-- EXERCISE AIM --
Retrieve every line of the data holding the word "shadow".

(Collected data)
--------------------
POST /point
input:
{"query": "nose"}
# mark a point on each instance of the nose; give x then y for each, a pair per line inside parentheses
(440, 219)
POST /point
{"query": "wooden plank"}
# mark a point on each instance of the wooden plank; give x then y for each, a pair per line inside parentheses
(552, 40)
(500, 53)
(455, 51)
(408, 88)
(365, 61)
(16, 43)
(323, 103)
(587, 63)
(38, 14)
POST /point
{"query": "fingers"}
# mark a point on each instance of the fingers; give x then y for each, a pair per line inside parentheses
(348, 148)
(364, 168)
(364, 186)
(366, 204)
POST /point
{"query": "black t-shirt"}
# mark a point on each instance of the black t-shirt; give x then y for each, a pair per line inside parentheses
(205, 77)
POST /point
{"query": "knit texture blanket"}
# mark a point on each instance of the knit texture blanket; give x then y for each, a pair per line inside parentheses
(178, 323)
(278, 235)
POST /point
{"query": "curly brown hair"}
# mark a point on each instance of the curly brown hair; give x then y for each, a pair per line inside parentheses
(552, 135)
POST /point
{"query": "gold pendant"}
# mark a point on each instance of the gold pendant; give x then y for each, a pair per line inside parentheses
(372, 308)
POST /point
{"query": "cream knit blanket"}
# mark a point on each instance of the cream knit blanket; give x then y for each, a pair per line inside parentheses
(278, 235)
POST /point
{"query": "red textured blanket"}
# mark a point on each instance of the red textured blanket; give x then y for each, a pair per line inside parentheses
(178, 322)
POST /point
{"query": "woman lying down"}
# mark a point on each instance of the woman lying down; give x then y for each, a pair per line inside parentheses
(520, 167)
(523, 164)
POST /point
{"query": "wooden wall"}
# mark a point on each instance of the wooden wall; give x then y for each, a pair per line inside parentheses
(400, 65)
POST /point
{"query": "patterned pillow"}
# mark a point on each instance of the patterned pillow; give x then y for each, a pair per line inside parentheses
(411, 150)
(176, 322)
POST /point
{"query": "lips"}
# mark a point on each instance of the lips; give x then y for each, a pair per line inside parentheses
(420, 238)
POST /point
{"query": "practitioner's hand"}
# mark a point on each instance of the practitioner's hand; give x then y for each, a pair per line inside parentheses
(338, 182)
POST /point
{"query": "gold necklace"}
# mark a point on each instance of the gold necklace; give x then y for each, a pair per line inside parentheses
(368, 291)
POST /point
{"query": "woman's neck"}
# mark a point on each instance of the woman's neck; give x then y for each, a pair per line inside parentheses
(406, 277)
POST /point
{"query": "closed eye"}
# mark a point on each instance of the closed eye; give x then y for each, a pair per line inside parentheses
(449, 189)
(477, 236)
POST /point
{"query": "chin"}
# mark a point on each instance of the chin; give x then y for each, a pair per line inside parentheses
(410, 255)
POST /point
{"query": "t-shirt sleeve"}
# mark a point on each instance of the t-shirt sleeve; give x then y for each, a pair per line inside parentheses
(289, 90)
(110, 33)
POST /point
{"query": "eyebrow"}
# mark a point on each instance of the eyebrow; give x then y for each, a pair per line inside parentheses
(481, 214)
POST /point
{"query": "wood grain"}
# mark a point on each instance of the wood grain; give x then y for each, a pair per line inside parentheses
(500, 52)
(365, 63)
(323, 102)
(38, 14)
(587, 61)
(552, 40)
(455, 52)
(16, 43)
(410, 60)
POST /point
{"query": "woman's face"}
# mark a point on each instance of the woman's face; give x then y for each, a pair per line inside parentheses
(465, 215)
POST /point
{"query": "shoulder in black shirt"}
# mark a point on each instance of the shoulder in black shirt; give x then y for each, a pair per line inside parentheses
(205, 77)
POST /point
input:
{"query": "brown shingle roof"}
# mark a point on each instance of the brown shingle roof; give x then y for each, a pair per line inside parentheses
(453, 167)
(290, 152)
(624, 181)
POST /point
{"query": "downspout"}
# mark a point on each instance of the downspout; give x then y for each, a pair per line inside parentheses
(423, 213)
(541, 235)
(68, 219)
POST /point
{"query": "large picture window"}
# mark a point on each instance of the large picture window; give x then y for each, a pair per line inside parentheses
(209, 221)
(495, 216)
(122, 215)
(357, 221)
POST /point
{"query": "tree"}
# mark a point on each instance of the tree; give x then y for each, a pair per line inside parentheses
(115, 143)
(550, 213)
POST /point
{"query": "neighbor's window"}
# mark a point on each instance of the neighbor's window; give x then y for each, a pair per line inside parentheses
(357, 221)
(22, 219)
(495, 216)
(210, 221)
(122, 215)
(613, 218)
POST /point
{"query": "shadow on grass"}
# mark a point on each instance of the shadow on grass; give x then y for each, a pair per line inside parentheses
--------------------
-- WRITTEN ANSWER --
{"query": "shadow on grass"}
# mark a point on each instance of the shadow on grass; give x then y for each, a pair per line inside parentheses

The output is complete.